→ **SELECTED EXTRACT**
┄┄┄┄┄┄
Rs 8.1 lakh crore stuck in dues: MSME growth hinges on dispute reform, warns new White Paper
With over 7.16 crore registered enterprises employing more than 31 crore people, the MSME sector remains central to growth and jobs

- Feb 27, 2026,
- Updated Feb 27, 2026 12:44 PM IST
India's micro, small and medium enterprises sit at the heart of the economy, but a new White Paper argues that their future credibility will depend not just on market access or statutory protection, but on fixing how disputes are resolved.
Also watch: Big Relief For Flyers! Air tickets now cancellable within 48 hours without penalty
With over 7.16 crore registered enterprises employing more than 31 crore people, the MSME sector remains central to growth and jobs. Yet financial stress is mounting. An estimated Rs 8.1 lakh crore remains locked in delayed payments, tightening working capital, disrupting cash flows and restricting investment.
Women's participation in the sector is also rising. More than 1.17 crore women-owned MSMEs are registered on the Udyam platform. But dispute resolution challenges, particularly around delayed payments, are said to disproportionately affect smaller and women-led enterprises.
The White Paper, prepared by the Women's Collective Forum in collaboration with National Law University, examines the intersection of the Micro, Small and Medium Enterprises Development Act, 2006 (MSMED Act) and the Arbitration and Conciliation Act, 1996 (A&C Act), through what it describes as a systemic and gender-responsive lens.
The study draws on legal scholars, practitioners, industry stakeholders and technology platforms to identify legal ambiguities, procedural delays and institutional gaps that weaken enforcement.
┄┄┄┄┄┄
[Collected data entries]
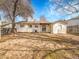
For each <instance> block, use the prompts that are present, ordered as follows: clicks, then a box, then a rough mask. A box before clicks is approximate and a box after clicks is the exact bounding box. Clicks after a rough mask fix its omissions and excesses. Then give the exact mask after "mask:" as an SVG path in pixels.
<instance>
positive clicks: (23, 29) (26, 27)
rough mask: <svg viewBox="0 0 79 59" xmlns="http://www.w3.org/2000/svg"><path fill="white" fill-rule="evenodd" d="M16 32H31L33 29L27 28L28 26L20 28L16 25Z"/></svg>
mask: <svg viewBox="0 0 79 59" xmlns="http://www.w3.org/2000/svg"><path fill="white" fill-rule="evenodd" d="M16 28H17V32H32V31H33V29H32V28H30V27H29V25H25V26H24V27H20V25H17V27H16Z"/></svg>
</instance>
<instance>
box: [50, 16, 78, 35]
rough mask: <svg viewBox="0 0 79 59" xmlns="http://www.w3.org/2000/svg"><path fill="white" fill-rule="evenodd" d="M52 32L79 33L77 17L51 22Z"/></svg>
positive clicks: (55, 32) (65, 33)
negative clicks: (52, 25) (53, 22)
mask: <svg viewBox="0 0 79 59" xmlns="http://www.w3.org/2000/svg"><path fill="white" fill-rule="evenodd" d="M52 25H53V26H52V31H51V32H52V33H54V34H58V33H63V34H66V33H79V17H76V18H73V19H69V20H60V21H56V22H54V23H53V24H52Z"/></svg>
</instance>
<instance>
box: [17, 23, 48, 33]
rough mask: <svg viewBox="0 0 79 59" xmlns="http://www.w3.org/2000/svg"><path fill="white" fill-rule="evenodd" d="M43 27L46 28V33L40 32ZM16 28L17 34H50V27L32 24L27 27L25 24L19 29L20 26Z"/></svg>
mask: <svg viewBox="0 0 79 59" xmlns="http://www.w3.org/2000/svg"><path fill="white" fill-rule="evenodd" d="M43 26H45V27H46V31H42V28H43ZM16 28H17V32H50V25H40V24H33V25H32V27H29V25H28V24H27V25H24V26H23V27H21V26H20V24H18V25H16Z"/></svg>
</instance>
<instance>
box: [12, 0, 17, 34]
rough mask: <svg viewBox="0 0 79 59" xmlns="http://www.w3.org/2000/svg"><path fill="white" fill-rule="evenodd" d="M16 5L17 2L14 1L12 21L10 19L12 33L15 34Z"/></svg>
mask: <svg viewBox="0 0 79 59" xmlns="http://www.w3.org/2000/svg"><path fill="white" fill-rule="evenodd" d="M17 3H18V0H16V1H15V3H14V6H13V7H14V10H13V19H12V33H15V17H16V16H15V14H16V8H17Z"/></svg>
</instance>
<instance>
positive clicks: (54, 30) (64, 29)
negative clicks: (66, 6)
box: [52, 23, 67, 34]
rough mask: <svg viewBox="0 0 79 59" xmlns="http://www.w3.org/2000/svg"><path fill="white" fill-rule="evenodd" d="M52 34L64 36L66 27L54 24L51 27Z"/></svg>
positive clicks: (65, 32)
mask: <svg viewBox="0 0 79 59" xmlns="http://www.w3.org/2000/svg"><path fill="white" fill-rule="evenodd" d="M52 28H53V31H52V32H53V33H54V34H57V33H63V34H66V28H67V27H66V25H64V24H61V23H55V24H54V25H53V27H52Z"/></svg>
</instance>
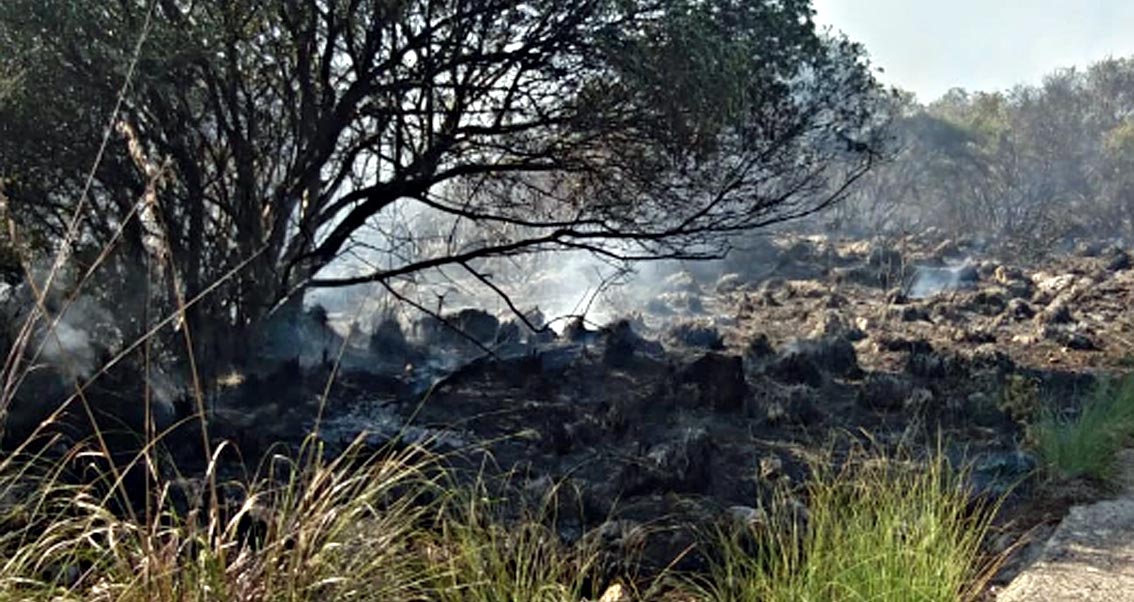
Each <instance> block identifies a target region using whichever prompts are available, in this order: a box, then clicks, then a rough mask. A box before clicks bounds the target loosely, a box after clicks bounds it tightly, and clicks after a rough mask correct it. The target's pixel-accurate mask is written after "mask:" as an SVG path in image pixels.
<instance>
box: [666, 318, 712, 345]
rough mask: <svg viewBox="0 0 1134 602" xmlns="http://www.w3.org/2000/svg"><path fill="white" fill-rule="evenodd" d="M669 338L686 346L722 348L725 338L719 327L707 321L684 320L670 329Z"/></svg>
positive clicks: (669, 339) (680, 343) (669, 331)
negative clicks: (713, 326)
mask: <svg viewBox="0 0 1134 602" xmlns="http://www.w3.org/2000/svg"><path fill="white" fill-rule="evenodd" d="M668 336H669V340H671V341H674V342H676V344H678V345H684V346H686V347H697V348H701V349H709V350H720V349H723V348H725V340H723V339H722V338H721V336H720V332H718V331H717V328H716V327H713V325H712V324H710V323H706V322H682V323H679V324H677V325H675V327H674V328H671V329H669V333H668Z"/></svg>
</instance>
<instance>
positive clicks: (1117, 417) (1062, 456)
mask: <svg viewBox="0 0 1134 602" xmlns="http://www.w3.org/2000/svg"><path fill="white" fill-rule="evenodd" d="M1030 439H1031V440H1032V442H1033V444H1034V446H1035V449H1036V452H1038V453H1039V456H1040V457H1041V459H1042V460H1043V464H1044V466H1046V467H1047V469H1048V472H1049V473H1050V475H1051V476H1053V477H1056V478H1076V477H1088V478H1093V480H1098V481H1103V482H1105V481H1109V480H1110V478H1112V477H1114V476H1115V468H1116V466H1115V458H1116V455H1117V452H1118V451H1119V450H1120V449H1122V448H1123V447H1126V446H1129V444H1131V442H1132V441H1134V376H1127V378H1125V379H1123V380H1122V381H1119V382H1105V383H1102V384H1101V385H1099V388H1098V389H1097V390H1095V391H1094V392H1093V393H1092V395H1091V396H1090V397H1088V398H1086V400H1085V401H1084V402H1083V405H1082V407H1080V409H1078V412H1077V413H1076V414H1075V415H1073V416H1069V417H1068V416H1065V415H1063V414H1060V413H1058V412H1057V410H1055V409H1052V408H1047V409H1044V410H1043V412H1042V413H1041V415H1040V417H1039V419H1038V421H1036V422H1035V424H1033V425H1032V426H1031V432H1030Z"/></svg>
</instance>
┄┄┄┄┄┄
→ **EXERCISE A**
Write out the full article on MSME payment dues word for word.
→ **EXERCISE B**
Copy the lines of the entries verbatim, starting at the beginning of the entries and ending at the line that contains "32H31L33 29L27 28L28". Include both ends and leave out the pictures.
The article and the entries have no connection to each other.

→ **WRITTEN RESPONSE A**
Rs 8.1 lakh crore stuck in dues: MSME growth hinges on dispute reform, warns new White Paper
With over 7.16 crore registered enterprises employing more than 31 crore people, the MSME sector remains central to growth and jobs

- Feb 27, 2026,
- Updated Feb 27, 2026 12:44 PM IST
India's micro, small and medium enterprises sit at the heart of the economy, but a new White Paper argues that their future credibility will depend not just on market access or statutory protection, but on fixing how disputes are resolved.
Also watch: Big Relief For Flyers! Air tickets now cancellable within 48 hours without penalty
With over 7.16 crore registered enterprises employing more than 31 crore people, the MSME sector remains central to growth and jobs. Yet financial stress is mounting. An estimated Rs 8.1 lakh crore remains locked in delayed payments, tightening working capital, disrupting cash flows and restricting investment.
Women's participation in the sector is also rising. More than 1.17 crore women-owned MSMEs are registered on the Udyam platform. But dispute resolution challenges, particularly around delayed payments, are said to disproportionately affect smaller and women-led enterprises.
The White Paper, prepared by the Women's Collective Forum in collaboration with National Law University, examines the intersection of the Micro, Small and Medium Enterprises Development Act, 2006 (MSMED Act) and the Arbitration and Conciliation Act, 1996 (A&C Act), through what it describes as a systemic and gender-responsive lens.
The study draws on legal scholars, practitioners, industry stakeholders and technology platforms to identify legal ambiguities, procedural delays and institutional gaps that weaken enforcement.

→ **WRITTEN RESPONSE B**
For each <instance> block, use the prompts that are present, ordered as follows: clicks, then a box, then a rough mask. A box before clicks is approximate and a box after clicks is the exact bounding box. Clicks after a rough mask fix its omissions and excesses. Then give the exact mask after "mask:" as an SVG path in pixels.
<instance>
positive clicks: (23, 29) (26, 27)
rough mask: <svg viewBox="0 0 79 59" xmlns="http://www.w3.org/2000/svg"><path fill="white" fill-rule="evenodd" d="M16 32H31L33 29L27 28L28 26L20 28L16 25Z"/></svg>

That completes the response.